▶ **WHAT YOU WILL DO**:
- a) In the Nextflow post, rewrite the passage from "Observed Behavior" up to and including "foreign file /mnt/batch/tasks/fsmounts/work/alphafolddb/...", putting "copy" in place of "symlink".
- b) Answer these questions using the Nextflow post.
(i) Which executor is set in the process block?
(ii) What value is given for workDir?
(iii) Which component does the log line name as copying the foreign file?

▶ **PAGE**:
___
The DB already exists on mounted storage accessible to all nodes.
Configuration Attempt
nextflow config (simplified)
process {
executor = 'azurebatch'
stageInMode = 'symlink'
stageOutMode = 'rsync'
}
workDir = '/mnt/batch/tasks/fsmounts/work/work'
fusion.enabled = false
wave.enabled = false
tower.enabled = false
docker.enabled = true
params
input: "/mnt/batch/tasks/fsmounts/input/samplesheet.csv" outdir: "/mnt/batch/tasks/fsmounts/results/test1"alphafold2_db: "/mnt/batch/tasks/fsmounts/work/alphafolddb/alphafolddb"bfd_path: "/mnt/batch/tasks/fsmounts/work/alphafolddb/alphafolddb/bfd/*" ...
Observed Behavior
Even with:
Local POSIX paths only (no az://)
stageInMode = 'symlink'
Mounted storage on all nodes
The log still shows:
FilePorter - Copying foreign file /mnt/batch/tasks/fsmounts/work/alphafolddb/...
___
▶ **MATERIAL**:
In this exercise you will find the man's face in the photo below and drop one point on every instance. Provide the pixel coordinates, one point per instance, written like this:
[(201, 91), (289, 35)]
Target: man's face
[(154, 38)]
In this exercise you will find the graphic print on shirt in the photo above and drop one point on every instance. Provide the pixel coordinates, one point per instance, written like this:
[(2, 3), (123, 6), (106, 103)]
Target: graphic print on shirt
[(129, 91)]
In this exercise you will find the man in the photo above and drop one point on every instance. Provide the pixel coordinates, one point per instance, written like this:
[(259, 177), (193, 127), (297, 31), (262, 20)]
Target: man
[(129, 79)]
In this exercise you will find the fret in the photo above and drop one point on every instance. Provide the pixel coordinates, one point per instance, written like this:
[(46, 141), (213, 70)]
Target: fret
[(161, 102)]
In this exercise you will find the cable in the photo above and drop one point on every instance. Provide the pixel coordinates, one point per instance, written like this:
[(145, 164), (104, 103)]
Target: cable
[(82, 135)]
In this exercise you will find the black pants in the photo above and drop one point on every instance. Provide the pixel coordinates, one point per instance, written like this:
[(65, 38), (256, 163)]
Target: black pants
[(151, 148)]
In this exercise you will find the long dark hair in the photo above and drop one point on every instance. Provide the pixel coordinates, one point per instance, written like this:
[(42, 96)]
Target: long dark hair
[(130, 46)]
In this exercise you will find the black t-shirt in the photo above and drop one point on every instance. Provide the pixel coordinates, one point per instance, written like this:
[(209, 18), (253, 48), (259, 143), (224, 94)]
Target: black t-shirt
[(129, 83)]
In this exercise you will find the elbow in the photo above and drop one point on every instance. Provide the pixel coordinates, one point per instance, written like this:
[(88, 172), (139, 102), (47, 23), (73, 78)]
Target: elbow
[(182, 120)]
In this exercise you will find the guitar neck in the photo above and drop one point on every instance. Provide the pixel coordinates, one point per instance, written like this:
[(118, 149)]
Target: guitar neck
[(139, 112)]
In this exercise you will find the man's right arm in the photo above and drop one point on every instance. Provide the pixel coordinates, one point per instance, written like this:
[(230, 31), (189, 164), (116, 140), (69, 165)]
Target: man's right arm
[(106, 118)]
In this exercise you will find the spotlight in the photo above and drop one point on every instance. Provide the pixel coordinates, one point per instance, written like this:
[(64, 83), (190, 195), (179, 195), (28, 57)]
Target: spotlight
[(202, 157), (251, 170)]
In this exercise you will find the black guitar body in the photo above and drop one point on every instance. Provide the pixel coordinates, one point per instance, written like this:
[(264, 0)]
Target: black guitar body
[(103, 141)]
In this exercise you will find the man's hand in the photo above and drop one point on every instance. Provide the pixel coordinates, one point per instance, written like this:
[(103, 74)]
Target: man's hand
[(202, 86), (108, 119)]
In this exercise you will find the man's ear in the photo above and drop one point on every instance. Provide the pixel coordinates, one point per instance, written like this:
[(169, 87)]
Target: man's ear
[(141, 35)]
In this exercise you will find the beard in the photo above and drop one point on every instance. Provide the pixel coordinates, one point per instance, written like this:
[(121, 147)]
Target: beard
___
▶ **SOLUTIONS TO THE TASKS**:
- a)
Observed Behavior
Even with:
Local POSIX paths only (no az://)
stageInMode = 'copy'
Mounted storage on all nodes
The log still shows:
FilePorter - Copying foreign file /mnt/batch/tasks/fsmounts/work/alphafolddb/...

- b)
(i) azurebatch
(ii) /mnt/batch/tasks/fsmounts/work/work
(iii) FilePorter